* _TASK DIRECTIONS_:
For every record that follows, transcribe the text exactly and leave any image out.

·····

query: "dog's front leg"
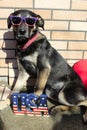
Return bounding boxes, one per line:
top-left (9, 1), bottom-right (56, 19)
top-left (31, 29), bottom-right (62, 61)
top-left (13, 61), bottom-right (29, 93)
top-left (35, 67), bottom-right (51, 96)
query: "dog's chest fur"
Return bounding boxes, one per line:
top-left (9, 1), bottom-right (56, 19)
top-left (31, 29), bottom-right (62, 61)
top-left (23, 51), bottom-right (38, 66)
top-left (17, 36), bottom-right (45, 75)
top-left (17, 48), bottom-right (39, 76)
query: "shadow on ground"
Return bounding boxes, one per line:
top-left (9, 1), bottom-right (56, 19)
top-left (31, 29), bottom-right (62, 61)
top-left (0, 105), bottom-right (87, 130)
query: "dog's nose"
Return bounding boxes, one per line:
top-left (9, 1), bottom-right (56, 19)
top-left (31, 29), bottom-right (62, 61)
top-left (19, 29), bottom-right (26, 35)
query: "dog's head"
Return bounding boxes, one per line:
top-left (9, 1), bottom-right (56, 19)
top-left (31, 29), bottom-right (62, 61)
top-left (7, 10), bottom-right (44, 43)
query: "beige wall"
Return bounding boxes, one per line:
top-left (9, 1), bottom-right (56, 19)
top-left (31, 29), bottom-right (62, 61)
top-left (0, 0), bottom-right (87, 85)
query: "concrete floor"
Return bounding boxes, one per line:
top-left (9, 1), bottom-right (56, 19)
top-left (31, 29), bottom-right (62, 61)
top-left (0, 104), bottom-right (87, 130)
top-left (0, 80), bottom-right (87, 130)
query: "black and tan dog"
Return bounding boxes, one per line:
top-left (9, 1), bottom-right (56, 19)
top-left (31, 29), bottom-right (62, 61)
top-left (7, 9), bottom-right (87, 123)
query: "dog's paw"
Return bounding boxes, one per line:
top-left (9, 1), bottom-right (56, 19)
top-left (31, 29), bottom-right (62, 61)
top-left (34, 90), bottom-right (42, 96)
top-left (50, 106), bottom-right (61, 116)
top-left (50, 105), bottom-right (70, 116)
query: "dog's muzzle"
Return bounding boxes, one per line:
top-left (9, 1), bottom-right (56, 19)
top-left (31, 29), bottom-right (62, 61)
top-left (16, 35), bottom-right (29, 43)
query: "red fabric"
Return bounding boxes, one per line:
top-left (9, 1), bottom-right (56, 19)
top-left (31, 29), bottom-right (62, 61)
top-left (22, 32), bottom-right (38, 50)
top-left (73, 60), bottom-right (87, 89)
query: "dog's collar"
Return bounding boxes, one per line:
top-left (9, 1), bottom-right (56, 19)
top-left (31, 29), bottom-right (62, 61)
top-left (22, 32), bottom-right (38, 50)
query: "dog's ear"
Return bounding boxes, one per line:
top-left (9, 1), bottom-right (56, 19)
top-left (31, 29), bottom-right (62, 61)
top-left (7, 13), bottom-right (13, 29)
top-left (37, 15), bottom-right (44, 30)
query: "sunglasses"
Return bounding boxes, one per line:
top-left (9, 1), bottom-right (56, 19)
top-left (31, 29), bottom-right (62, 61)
top-left (10, 16), bottom-right (38, 26)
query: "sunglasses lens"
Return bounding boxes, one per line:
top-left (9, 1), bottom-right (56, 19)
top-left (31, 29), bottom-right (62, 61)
top-left (11, 17), bottom-right (21, 25)
top-left (26, 18), bottom-right (36, 26)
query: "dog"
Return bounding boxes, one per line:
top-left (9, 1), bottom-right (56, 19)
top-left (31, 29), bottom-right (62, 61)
top-left (7, 9), bottom-right (87, 123)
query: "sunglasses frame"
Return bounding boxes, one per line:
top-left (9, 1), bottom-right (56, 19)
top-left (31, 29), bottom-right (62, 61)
top-left (10, 15), bottom-right (38, 26)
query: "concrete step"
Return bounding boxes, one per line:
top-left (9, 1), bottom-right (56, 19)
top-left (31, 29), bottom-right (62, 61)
top-left (0, 105), bottom-right (87, 130)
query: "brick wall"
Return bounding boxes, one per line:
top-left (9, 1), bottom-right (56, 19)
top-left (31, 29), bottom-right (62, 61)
top-left (0, 0), bottom-right (87, 86)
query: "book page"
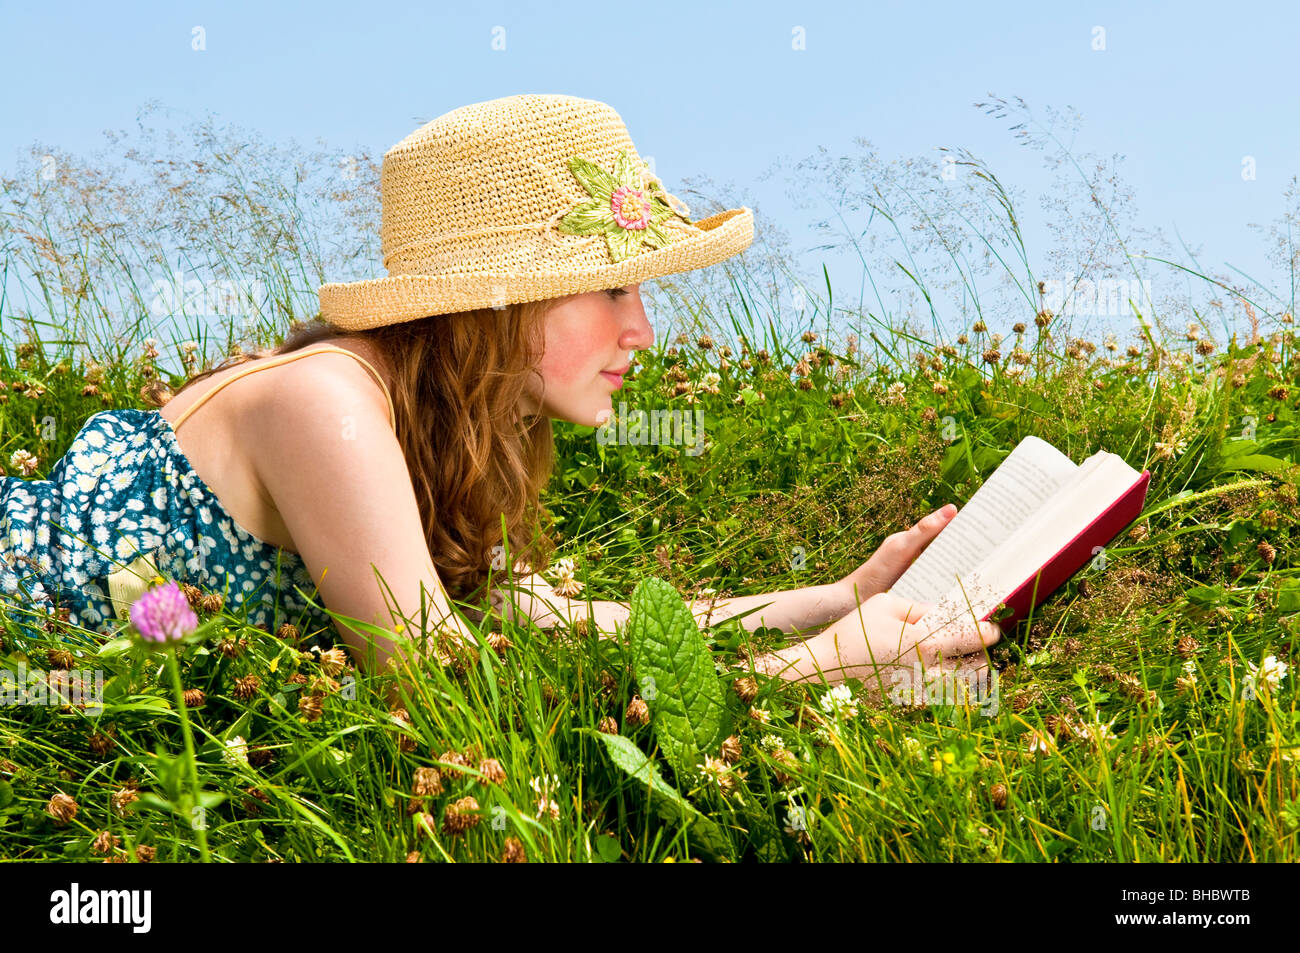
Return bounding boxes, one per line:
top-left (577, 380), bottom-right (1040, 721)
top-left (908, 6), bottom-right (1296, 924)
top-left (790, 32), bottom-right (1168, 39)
top-left (889, 436), bottom-right (1080, 605)
top-left (921, 453), bottom-right (1141, 628)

·····

* _EXERCISE RESULT_:
query: "dog's front leg"
Return bounding boxes, one per line:
top-left (9, 1), bottom-right (56, 19)
top-left (31, 29), bottom-right (62, 61)
top-left (13, 61), bottom-right (29, 93)
top-left (35, 67), bottom-right (51, 96)
query: "dog's chest fur"
Return bounding boxes, one per line:
top-left (9, 1), bottom-right (56, 19)
top-left (31, 29), bottom-right (62, 61)
top-left (23, 51), bottom-right (38, 66)
top-left (17, 36), bottom-right (45, 75)
top-left (17, 48), bottom-right (39, 76)
query: "shadow on ground"
Return bounding boxes, one per line:
top-left (9, 1), bottom-right (56, 19)
top-left (31, 29), bottom-right (62, 61)
top-left (0, 105), bottom-right (87, 130)
query: "dog's nose"
Return bounding boxes, one per line:
top-left (9, 1), bottom-right (56, 19)
top-left (31, 29), bottom-right (62, 61)
top-left (19, 29), bottom-right (26, 35)
query: "dog's head"
Return bounding boxes, one per line:
top-left (9, 1), bottom-right (56, 19)
top-left (31, 29), bottom-right (62, 61)
top-left (7, 10), bottom-right (44, 43)
query: "beige wall"
Return bounding boxes, one per line:
top-left (9, 1), bottom-right (56, 19)
top-left (31, 29), bottom-right (62, 61)
top-left (0, 0), bottom-right (87, 85)
query: "concrete floor"
Return bounding boxes, one per line:
top-left (9, 1), bottom-right (56, 19)
top-left (31, 29), bottom-right (62, 61)
top-left (0, 104), bottom-right (87, 130)
top-left (0, 80), bottom-right (87, 130)
query: "black and tan dog"
Return bounding boxes, one per line:
top-left (9, 1), bottom-right (56, 19)
top-left (31, 29), bottom-right (62, 61)
top-left (7, 9), bottom-right (87, 123)
query: "dog's paw"
Return bounding boxes, one per line:
top-left (9, 1), bottom-right (56, 19)
top-left (31, 29), bottom-right (62, 61)
top-left (34, 90), bottom-right (42, 96)
top-left (50, 106), bottom-right (61, 116)
top-left (50, 105), bottom-right (70, 116)
query: "dog's muzzle"
Return bounding boxes, one per line:
top-left (9, 1), bottom-right (56, 19)
top-left (31, 29), bottom-right (62, 61)
top-left (16, 35), bottom-right (29, 43)
query: "red fabric"
Return bounding boxes, one per line:
top-left (9, 1), bottom-right (56, 19)
top-left (31, 29), bottom-right (62, 61)
top-left (22, 32), bottom-right (38, 50)
top-left (73, 60), bottom-right (87, 89)
query: "dog's collar"
Return bounding boxes, one per line:
top-left (9, 1), bottom-right (56, 19)
top-left (31, 29), bottom-right (62, 61)
top-left (22, 32), bottom-right (38, 50)
query: "dog's ear"
Return bounding boxes, one per line:
top-left (9, 1), bottom-right (56, 19)
top-left (31, 29), bottom-right (62, 61)
top-left (7, 13), bottom-right (13, 29)
top-left (37, 15), bottom-right (44, 30)
query: "sunglasses"
Return bounding boxes, one per line:
top-left (9, 1), bottom-right (56, 19)
top-left (31, 29), bottom-right (62, 61)
top-left (10, 16), bottom-right (38, 26)
query: "sunglasses lens"
Return bounding boxes, one per line:
top-left (9, 1), bottom-right (56, 19)
top-left (31, 29), bottom-right (62, 61)
top-left (11, 17), bottom-right (21, 25)
top-left (26, 18), bottom-right (36, 26)
query: "dog"
Return bounding boxes, one per line:
top-left (9, 1), bottom-right (56, 19)
top-left (31, 29), bottom-right (62, 61)
top-left (7, 9), bottom-right (87, 123)
query: "sunglasses frame"
Return bounding boxes, one per line:
top-left (9, 1), bottom-right (56, 19)
top-left (31, 29), bottom-right (62, 61)
top-left (10, 15), bottom-right (38, 26)
query: "concrete step"
Return bounding boxes, one per line:
top-left (9, 1), bottom-right (56, 19)
top-left (31, 29), bottom-right (62, 61)
top-left (0, 105), bottom-right (87, 130)
query: "brick wall"
Return bounding boxes, one per line:
top-left (9, 1), bottom-right (56, 19)
top-left (31, 29), bottom-right (62, 61)
top-left (0, 0), bottom-right (87, 86)
query: "book page"
Return bounding boxes, one per line:
top-left (577, 380), bottom-right (1040, 721)
top-left (908, 6), bottom-right (1296, 924)
top-left (790, 32), bottom-right (1168, 39)
top-left (889, 436), bottom-right (1080, 605)
top-left (921, 453), bottom-right (1141, 628)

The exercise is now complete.